Edit the lines below, replacing every instance of "Annotate each one with a point" with "Mark each one with a dot" and leaving everything else as it is.

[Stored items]
## Begin
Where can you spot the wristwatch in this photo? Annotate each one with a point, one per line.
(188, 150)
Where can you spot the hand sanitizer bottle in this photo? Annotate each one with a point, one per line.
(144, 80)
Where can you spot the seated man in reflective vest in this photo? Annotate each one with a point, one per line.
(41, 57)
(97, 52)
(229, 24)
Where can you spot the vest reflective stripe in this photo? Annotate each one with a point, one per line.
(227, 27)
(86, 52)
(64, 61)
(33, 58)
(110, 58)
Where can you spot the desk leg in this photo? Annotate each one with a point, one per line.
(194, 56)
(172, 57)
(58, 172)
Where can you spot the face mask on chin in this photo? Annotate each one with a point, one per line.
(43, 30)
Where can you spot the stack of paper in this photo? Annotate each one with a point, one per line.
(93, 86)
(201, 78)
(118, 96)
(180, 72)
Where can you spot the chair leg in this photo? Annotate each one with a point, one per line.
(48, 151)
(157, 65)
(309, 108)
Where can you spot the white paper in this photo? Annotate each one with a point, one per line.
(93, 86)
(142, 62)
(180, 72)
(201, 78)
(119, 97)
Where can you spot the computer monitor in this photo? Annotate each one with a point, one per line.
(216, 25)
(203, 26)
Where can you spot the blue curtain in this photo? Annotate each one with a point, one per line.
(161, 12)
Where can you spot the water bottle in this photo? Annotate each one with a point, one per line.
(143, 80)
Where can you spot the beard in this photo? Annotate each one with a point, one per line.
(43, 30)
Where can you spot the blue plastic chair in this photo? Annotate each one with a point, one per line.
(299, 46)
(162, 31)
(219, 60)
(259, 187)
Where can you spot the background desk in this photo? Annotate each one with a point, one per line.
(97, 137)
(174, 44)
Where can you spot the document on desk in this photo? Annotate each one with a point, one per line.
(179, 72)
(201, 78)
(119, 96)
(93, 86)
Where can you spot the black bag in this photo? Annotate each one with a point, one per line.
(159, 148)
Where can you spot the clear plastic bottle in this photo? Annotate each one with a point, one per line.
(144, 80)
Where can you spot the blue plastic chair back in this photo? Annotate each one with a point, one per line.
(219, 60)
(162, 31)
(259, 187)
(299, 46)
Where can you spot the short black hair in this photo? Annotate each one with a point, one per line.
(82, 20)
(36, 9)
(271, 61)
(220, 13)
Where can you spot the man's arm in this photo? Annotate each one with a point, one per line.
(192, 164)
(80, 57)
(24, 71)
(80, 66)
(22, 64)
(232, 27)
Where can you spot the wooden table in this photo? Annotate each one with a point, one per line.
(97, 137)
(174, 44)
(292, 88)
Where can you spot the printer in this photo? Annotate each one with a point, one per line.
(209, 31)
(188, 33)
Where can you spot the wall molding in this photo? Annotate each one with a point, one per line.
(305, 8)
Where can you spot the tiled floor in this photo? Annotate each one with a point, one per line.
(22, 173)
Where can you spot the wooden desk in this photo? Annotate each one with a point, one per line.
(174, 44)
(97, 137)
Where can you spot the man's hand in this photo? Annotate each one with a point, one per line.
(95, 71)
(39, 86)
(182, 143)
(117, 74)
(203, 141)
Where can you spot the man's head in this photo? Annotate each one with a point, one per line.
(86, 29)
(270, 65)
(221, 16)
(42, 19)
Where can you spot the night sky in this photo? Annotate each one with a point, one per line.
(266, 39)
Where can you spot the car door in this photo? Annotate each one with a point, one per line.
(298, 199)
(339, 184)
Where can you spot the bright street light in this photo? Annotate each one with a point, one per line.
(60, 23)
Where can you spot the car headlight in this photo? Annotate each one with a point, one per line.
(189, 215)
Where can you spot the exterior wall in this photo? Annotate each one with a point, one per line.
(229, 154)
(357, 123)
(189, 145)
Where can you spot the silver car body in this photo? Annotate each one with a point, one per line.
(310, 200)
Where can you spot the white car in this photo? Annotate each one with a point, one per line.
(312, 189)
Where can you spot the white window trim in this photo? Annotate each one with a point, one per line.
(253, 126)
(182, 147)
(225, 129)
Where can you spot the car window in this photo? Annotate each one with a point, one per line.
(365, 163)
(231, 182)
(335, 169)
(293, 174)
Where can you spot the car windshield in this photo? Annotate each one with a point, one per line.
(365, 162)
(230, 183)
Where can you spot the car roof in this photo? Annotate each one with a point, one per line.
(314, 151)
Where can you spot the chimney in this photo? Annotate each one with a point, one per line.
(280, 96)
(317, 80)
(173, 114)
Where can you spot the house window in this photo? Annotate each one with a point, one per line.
## End
_Written solution_
Where can you spot the wristwatch in this photo? Mark each one with a dot, one per line.
(188, 150)
Where can you spot the hand sanitizer bottle in this photo? Mark each one with a dot, one per line.
(144, 80)
Where can you spot the seated man in reflective vest in this photo? Mark each one with a dot, one per line.
(41, 57)
(97, 52)
(229, 24)
Where can you spot the vest reflective stripe in this photo? Mark each one with a dot, one per line.
(227, 27)
(86, 52)
(64, 61)
(33, 58)
(110, 58)
Where can you spot the desk leg in this photo? Mark each one with a dot, one per line.
(194, 56)
(172, 57)
(58, 172)
Where can you spot the face mask on chin in this photo? Mark each one with a dot, one per line.
(43, 30)
Where can you spot the stack of paper in this photo? Mark each one with a dot, one per line.
(93, 86)
(201, 78)
(118, 96)
(180, 72)
Where can you spot the chair leg in this photo? Mark each one with a dot, one per line.
(48, 151)
(157, 65)
(309, 108)
Where can you spot the white paper in this photo? Mark each one with a dot, one per line.
(93, 86)
(142, 62)
(180, 72)
(201, 78)
(119, 97)
Where can you spot the computer monitor in this photo? Mark each one with a dot, one per line.
(216, 25)
(203, 26)
Where can you spot the blue curtain in this photo? Mark each one with a dot, one per line.
(161, 12)
Where can you spot the water bottle in this photo? Mark each one with a dot, one per line.
(143, 80)
Where can you spot the beard in this photo? Mark each one with a dot, one per line.
(43, 30)
Where can you spot the blue plastic chair in this photo? Mark each one with a dot, one per line.
(299, 46)
(162, 31)
(219, 60)
(259, 187)
Where can you spot the background desk in this photo? Mark each one with a dot, one per line.
(97, 137)
(174, 44)
Where can you spot the document on desk in this photo? Mark each one with a dot, one per line.
(179, 72)
(201, 78)
(119, 96)
(93, 86)
Where can you spot the black bag in this photo? Mark each one with a dot, one per line.
(159, 148)
Where can you spot the clear plastic bottle in this photo? Mark each one with a dot, one per line.
(144, 80)
Where can you spot the blue plastic chair back in this photo? Mark each one with a dot, one per line.
(219, 60)
(162, 31)
(259, 187)
(299, 46)
Where can you spot the short black hair in this photo? Mark each one with a dot, one per line.
(82, 20)
(36, 9)
(271, 61)
(220, 13)
Where can you spot the man's arm in this photo? Mark each one with a dot, one per line.
(192, 164)
(80, 57)
(24, 71)
(80, 66)
(22, 64)
(232, 27)
Where can you spot the wooden table in this photo? Mark each one with a dot, one per line.
(97, 137)
(174, 44)
(292, 88)
Where can you spot the printer in this photo? Mark each one with a dot, one per line.
(209, 31)
(188, 33)
Where can you spot the wall molding in this photo? Mark each one with a dot, one per line.
(305, 8)
Where can you spot the tiled floor in this photo? Mark each one with a dot, one per line.
(22, 173)
Where can you spot the wooden desk in this photo? Mark each one with a dot, one per line.
(174, 44)
(97, 137)
Where can you spot the man's hand in this photo? Mark each one with a dot, one per line.
(95, 71)
(39, 86)
(182, 143)
(117, 74)
(203, 141)
Where can you spot the man's head in this photo? Mark each one with a dot, one per line.
(86, 29)
(270, 65)
(221, 16)
(42, 19)
Where can you spot the night sky in this photo? Mark each one with a dot, one per line.
(266, 39)
Where can you spot the car door in this photo? Mark each one with a dot, one per line.
(298, 199)
(339, 184)
Where can you spot the bright street light in this photo? Mark each one with a dot, one per line.
(60, 23)
Where can you spot the car headlight in this photo? Mark each one with a dot, one per line.
(189, 215)
Where can you spot the exterior wall in this photo? Mark each one with a dot, one per line.
(229, 154)
(357, 123)
(189, 145)
Where can you spot the silver car body in this photo? Mark each one with a dot, one per line.
(310, 200)
Where can you spot the white car in this photo? Mark each one with a dot, one per line.
(312, 189)
Where can you spot the white window trim in this photo? Mark each one with a dot, one per line.
(253, 126)
(182, 147)
(225, 129)
Where can you spot the car window in this photo? Mark each one with a dot, one per line.
(365, 163)
(231, 182)
(335, 169)
(293, 174)
Where can you spot the car windshield in this photo? Mark each one with a dot, one per line.
(365, 162)
(230, 183)
Where can you spot the car roof in this photo? Mark each one with a dot, one per line.
(314, 151)
Where can you spot the chimney in this photo? Mark each one with a dot, one per line.
(280, 96)
(317, 80)
(173, 114)
Where can you spot the house window in this photo? Mark each one with a dot, one per line.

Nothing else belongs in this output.